Pictures do not belong in the copy; restate the records below word for word.

Point labeling dataset excerpts:
-------

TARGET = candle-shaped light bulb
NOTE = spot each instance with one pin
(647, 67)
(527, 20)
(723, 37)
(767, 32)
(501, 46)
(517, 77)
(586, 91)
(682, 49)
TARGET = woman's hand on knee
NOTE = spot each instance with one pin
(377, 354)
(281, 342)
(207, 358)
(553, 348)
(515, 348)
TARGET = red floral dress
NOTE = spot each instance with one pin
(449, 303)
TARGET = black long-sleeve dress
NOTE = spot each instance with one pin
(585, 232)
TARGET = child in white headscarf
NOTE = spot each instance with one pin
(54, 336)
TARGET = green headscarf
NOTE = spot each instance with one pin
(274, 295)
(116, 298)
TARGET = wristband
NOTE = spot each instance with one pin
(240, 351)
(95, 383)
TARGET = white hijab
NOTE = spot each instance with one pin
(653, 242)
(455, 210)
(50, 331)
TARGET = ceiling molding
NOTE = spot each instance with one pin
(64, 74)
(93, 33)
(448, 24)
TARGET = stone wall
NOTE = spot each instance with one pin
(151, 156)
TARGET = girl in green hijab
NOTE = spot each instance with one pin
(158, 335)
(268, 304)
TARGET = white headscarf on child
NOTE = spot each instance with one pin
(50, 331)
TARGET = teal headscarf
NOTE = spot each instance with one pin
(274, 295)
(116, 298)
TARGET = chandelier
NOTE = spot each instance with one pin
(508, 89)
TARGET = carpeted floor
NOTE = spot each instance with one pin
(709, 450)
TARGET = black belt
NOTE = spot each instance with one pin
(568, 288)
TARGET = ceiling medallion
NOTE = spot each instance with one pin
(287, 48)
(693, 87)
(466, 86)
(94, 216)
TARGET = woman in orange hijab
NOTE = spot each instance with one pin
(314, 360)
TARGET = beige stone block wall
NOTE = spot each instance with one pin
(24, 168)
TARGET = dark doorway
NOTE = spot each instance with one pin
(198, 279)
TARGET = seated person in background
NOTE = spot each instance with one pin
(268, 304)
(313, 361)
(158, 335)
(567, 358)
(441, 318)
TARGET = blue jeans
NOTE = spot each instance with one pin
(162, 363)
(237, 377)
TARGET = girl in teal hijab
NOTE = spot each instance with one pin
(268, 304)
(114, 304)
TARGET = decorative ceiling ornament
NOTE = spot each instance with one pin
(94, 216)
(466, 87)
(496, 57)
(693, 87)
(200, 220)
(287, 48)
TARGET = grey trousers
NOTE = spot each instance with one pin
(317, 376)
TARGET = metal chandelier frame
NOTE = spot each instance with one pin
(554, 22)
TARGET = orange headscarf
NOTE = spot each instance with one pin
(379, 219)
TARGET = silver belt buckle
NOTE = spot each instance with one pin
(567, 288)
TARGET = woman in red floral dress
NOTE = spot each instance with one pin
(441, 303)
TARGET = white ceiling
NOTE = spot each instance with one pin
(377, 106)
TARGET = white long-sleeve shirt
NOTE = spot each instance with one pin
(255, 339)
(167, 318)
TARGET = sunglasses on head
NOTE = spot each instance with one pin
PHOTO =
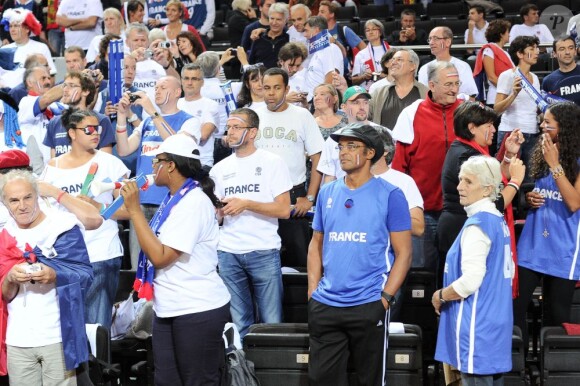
(90, 129)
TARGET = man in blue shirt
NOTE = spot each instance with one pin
(357, 260)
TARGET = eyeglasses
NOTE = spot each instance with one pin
(435, 38)
(450, 85)
(236, 128)
(90, 129)
(349, 147)
(155, 161)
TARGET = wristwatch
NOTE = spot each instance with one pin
(389, 298)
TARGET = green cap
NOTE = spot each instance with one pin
(353, 92)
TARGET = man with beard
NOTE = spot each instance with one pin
(292, 133)
(424, 132)
(565, 81)
(254, 186)
(152, 131)
(78, 91)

-------

## RESULT FOR THIS EXERCISE
TARGET = candle-shaped light bulb
NOTE = spot each instance with one pin
(647, 67)
(527, 20)
(723, 37)
(767, 32)
(501, 46)
(517, 77)
(586, 91)
(682, 49)
TARGET = woman's hand on knee
NOTE = spot each instance with one pin
(377, 354)
(281, 342)
(207, 358)
(553, 348)
(515, 348)
TARGET = red floral dress
NOTE = spot each instance with one pin
(449, 303)
TARGET = black long-sleeve dress
NOTE = spot each instance with one pin
(585, 232)
TARGET = child in white headscarf
NOTE = spot each instance with one pin
(54, 336)
TARGET = green headscarf
NOTE = spot each instance with one pin
(274, 295)
(116, 298)
TARGET = wristband
NOTE = spot each instance with one pin
(240, 351)
(95, 383)
TARGET = white hijab
NOTE = spot each instance with one pin
(653, 242)
(455, 210)
(50, 331)
TARGET = ceiling molding
NOTE = spot each instance with one pin
(64, 74)
(93, 33)
(448, 24)
TARGET = stone wall
NOTE = spot each instance with one pin
(151, 156)
TARGET = girl in green hijab
NOTE = spot each instance with one pin
(158, 335)
(268, 304)
TARGET = white headscarf on child
NOTE = spot each instance with one pin
(50, 331)
TARGET = teal headscarf
NOTE = spot each instance with one pin
(274, 295)
(116, 298)
TARGET = chandelier
NOTE = spot each instance with one pin
(508, 89)
TARGET = carpeted floor
NOTE = spot each instance with one pin
(709, 450)
TARGET = black belt
NOTE = spot each instance with one pin
(568, 288)
TARGET = ceiling medallion
NOTE = spot each instance with one pin
(287, 48)
(693, 87)
(466, 86)
(94, 216)
TARGET = woman in orange hijab
NOTE = spot each instance with one pin
(314, 360)
TARGET = beige stone block wall
NOTE = spot each instance with one pin
(24, 168)
TARGET = dark doorway
NOTE = spot each instance with one pin
(198, 279)
TARGET = seated person in background
NOTE = spot each instance with one pin
(268, 304)
(313, 361)
(158, 335)
(567, 358)
(441, 318)
TARGET = blue jeans
NOTE = spot each instance with one pin
(162, 363)
(237, 377)
TARGET = girl in teal hijab
NOTE = spot each instance with one pin
(268, 304)
(114, 304)
TARGET = decorative ceiling ornament
NOTE = spot each instance with one pin
(94, 216)
(466, 87)
(496, 57)
(693, 87)
(200, 220)
(287, 48)
TARGET = grey trousers
NOTE = spot each instance with one pin
(317, 376)
TARGET = metal chandelier frame
NOTE = spot each instance with one pin
(554, 22)
TARGET = orange headscarf
NOTE = spot each instance with one pin
(379, 219)
TARGET = silver belt buckle
NOTE = spot each instance with one pin
(567, 288)
TARGET = woman in red floral dress
NOTE = spot each instance with one pin
(441, 303)
TARGET = white ceiling
NOTE = spot each instance with one pin
(377, 106)
TARGET = white long-sleeve shirt
NOTE = spot each instance with one pin
(255, 339)
(167, 318)
TARGET = sunglasses on head
NOTE = spot each instance with one pin
PHOTO =
(90, 129)
TARGET = man in blue shirt
NOTE = spot each instance with one pin
(357, 260)
TARGET = eyeglasses
NOTE = spot each instance with one pin
(435, 38)
(450, 85)
(236, 128)
(90, 129)
(349, 147)
(155, 161)
TARGET = wristwatch
NOTE = spot each instance with one pin
(389, 298)
TARGET = green cap
NOTE = spot each instance with one pin
(353, 92)
TARGET = man with beard
NOTE = spot each instance with one pin
(292, 133)
(424, 132)
(565, 81)
(254, 186)
(152, 131)
(78, 91)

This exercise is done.